**What to do**
Could you write out every line from the one with "Please inspect the image above and tell me where the green" up to and including the last line, changing nothing except the pixel coordinates in the answers, each multiplied by 1.9 and rounded to a whole number with halves rounded up? The sample coordinates that follow each line of wording should stay as they are.
• • • • • • •
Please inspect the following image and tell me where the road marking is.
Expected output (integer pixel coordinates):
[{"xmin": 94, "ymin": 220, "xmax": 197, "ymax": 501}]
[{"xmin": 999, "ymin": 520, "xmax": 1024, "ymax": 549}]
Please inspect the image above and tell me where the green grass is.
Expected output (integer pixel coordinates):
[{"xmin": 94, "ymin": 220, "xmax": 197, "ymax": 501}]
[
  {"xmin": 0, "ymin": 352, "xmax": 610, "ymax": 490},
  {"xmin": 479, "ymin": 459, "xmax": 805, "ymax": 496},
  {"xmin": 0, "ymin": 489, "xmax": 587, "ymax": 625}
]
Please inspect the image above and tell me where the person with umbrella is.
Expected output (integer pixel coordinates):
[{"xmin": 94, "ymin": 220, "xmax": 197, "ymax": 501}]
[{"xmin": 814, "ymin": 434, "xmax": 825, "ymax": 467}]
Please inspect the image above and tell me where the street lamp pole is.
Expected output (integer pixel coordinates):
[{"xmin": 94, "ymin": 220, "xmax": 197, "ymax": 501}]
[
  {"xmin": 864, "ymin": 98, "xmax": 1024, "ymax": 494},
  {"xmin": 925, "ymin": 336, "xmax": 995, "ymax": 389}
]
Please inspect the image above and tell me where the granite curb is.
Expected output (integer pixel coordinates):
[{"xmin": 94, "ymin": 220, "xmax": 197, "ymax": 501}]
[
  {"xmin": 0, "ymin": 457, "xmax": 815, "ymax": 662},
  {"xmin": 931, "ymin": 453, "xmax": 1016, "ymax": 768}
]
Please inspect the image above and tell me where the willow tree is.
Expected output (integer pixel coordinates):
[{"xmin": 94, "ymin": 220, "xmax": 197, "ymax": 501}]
• • • • • • •
**Complete output**
Please inspect the image above and tell me where the green grass is.
Expected output (integer pixel coordinates):
[{"xmin": 94, "ymin": 220, "xmax": 197, "ymax": 501}]
[
  {"xmin": 0, "ymin": 669, "xmax": 1159, "ymax": 931},
  {"xmin": 910, "ymin": 872, "xmax": 1530, "ymax": 942},
  {"xmin": 0, "ymin": 929, "xmax": 1115, "ymax": 1188}
]
Please inspect the image above and tell me where the person with umbrella is.
Expected output (integer pixel coordinates):
[{"xmin": 94, "ymin": 220, "xmax": 197, "ymax": 501}]
[{"xmin": 1547, "ymin": 825, "xmax": 1568, "ymax": 887}]
Please inspect the image above and tell me where the street lamp pole is.
Expected output (integer pixel coordinates):
[{"xmin": 94, "ymin": 220, "xmax": 197, "ymax": 501}]
[
  {"xmin": 1642, "ymin": 186, "xmax": 1946, "ymax": 939},
  {"xmin": 1758, "ymin": 638, "xmax": 1891, "ymax": 739}
]
Please inspect the image above and tell me where the granite curb is.
Expected output (integer pixel coordinates):
[{"xmin": 94, "ymin": 220, "xmax": 197, "ymax": 501}]
[
  {"xmin": 0, "ymin": 868, "xmax": 1549, "ymax": 1258},
  {"xmin": 1769, "ymin": 861, "xmax": 1930, "ymax": 1459}
]
Please inspect the image above and tell me where the willow tree is.
Expected output (integer pixel coordinates):
[{"xmin": 94, "ymin": 220, "xmax": 197, "ymax": 501}]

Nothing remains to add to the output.